::: SELECTED EXCERPT

Browder’s updated DoNotPay chatbot will help people in the UK who are facing eviction. Not only will the bot provide free legal advice, it will also draft form letters to help people apply for emergency housing. In order to create the bot, Browder teamed up with UK homelessness charity, Centrepoint, whose lawyers helped him finesse the advice his robot lawyer provides. The easy-to-use bot asks users questions that could be pertinent to an individual’s case, then generates recommendations based on their specific situation.

"What is most exciting for me is not only that it is completely free (currently the only alternative is to pay a lawyer hundreds of dollars), but also that it will write the letter to maximise the applicant's chances," Browder told Ars Technica. "For example, it will rearrange the letter to focus on how a mental illness means that an application should be a priority."

::::::
::: SUPPLIED INFORMATION

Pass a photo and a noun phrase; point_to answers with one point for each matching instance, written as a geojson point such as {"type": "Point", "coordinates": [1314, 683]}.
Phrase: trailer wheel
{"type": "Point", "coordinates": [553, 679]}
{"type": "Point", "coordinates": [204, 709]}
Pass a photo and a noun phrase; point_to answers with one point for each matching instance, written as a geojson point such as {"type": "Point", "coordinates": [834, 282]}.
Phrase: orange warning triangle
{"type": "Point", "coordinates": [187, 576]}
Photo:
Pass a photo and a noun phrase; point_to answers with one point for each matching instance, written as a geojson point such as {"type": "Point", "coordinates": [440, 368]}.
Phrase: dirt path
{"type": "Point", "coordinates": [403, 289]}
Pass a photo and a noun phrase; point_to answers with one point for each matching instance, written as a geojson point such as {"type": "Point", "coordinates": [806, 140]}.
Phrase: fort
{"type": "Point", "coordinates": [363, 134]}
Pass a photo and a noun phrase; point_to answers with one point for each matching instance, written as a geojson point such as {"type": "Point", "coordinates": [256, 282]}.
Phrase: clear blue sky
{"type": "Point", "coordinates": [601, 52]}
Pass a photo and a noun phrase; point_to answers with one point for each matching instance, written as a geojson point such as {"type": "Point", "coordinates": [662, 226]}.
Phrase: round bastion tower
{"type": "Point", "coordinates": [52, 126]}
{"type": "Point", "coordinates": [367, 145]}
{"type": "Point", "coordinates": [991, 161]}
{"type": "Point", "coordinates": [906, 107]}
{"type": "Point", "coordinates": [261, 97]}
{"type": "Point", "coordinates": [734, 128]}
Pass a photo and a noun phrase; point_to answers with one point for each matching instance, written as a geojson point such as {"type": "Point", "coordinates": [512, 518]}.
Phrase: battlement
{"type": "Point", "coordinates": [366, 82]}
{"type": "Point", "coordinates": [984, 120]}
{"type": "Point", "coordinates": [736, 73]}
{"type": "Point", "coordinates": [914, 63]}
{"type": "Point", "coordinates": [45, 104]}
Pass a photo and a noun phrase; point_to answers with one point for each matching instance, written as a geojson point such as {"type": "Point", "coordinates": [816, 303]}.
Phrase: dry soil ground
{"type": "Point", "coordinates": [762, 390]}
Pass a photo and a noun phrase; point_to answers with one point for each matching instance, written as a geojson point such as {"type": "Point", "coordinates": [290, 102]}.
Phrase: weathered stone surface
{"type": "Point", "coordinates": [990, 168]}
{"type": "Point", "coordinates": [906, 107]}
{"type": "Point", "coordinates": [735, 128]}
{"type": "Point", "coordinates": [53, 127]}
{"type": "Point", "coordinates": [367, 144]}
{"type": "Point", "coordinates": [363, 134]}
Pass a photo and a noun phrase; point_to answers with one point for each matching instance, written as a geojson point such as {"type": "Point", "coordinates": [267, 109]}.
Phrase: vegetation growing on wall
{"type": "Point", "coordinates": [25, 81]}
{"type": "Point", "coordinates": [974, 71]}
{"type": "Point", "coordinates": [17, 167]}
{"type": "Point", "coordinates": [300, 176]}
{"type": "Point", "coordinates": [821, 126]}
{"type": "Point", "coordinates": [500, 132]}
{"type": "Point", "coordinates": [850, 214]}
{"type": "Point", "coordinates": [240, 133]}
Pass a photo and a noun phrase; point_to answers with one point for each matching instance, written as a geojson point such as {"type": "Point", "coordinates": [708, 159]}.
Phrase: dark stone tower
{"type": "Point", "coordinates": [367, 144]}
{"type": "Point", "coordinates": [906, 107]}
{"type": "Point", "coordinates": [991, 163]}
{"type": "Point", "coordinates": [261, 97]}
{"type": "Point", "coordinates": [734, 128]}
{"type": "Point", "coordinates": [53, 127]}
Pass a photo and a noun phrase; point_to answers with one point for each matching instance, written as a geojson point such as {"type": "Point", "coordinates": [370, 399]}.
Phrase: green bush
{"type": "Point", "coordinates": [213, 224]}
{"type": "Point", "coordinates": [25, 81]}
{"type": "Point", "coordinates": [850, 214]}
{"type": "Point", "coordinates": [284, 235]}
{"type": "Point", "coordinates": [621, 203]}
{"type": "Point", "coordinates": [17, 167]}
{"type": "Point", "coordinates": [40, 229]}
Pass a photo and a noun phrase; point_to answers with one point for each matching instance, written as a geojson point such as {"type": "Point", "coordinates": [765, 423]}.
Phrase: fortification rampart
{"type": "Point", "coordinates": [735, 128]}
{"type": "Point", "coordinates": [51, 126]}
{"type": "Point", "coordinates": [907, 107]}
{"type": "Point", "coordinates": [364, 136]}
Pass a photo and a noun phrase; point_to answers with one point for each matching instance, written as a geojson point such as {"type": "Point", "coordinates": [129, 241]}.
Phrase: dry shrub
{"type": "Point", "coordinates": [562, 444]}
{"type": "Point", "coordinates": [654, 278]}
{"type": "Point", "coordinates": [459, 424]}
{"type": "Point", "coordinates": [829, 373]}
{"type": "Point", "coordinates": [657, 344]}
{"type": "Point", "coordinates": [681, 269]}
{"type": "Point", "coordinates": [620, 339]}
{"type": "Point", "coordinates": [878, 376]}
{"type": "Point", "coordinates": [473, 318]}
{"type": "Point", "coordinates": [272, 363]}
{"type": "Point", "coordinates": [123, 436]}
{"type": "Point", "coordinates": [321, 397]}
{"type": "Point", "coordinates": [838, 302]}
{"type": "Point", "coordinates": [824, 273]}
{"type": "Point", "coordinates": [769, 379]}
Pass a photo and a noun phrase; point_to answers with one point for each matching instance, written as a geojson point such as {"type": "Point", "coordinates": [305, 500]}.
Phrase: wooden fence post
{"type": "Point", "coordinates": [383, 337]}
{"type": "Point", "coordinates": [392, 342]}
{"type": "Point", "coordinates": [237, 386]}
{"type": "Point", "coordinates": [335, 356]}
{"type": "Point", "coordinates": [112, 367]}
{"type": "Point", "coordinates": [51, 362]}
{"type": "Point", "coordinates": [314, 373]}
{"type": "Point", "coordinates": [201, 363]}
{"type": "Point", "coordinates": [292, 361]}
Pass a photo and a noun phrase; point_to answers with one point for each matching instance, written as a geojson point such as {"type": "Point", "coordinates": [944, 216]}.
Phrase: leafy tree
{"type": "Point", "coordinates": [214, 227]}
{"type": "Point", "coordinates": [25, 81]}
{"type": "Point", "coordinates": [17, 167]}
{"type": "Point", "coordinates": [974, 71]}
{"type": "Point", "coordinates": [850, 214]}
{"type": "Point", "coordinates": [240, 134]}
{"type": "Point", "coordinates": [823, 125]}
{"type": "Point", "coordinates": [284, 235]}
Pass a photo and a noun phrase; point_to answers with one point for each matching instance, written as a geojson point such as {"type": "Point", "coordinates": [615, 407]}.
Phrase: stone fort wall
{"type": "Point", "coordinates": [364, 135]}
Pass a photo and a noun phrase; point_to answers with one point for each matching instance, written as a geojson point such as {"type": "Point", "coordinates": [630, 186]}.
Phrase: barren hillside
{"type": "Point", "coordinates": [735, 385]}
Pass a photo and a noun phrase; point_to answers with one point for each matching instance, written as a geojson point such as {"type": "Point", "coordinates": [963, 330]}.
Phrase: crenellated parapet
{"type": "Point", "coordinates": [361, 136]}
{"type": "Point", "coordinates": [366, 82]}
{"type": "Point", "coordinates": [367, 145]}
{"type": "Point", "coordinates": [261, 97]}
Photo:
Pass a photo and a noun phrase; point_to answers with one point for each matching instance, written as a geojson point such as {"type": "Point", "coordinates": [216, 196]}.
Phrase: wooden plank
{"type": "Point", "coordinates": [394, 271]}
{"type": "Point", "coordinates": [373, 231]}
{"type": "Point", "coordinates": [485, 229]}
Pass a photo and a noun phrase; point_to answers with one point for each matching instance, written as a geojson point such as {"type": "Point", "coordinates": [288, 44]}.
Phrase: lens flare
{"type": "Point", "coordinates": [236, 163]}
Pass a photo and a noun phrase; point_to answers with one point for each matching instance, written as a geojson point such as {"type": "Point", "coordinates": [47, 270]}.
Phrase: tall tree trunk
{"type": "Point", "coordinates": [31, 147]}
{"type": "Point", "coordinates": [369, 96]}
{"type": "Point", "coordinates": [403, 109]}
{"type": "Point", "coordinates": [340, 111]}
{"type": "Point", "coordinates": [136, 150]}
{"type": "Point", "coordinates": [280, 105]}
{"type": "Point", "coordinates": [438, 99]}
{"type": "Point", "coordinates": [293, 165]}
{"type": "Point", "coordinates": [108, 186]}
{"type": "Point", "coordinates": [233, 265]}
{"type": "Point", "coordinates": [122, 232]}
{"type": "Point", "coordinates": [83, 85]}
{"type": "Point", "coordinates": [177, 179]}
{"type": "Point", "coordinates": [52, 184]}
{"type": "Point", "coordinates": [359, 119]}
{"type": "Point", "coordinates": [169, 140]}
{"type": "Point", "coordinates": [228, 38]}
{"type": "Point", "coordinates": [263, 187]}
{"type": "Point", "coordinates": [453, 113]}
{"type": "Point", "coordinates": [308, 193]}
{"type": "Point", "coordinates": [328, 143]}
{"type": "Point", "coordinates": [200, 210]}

::::::

TASK PROMPT: Continue the piece on the DoNotPay eviction chatbot, picking up right after its final sentence.

RESULT OF THE EXERCISE:
While homelessness is a more complex problem than getting out of a parking ticket, Browder hopes his robot lawyer will at least provide a starting point for people facing eviction. He told The Washington Post that he was inspired to begin work on the bot’s housing aid features after receiving multiple requests for help from DoNotPay’s users.

“I started to receive a large number of messages about evictions and repossessions, and noticed that they were at the highest levels ever recorded,” he explains. “I felt bad that I didn’t have the knowledge to personally help people, especially since they were being made homeless.”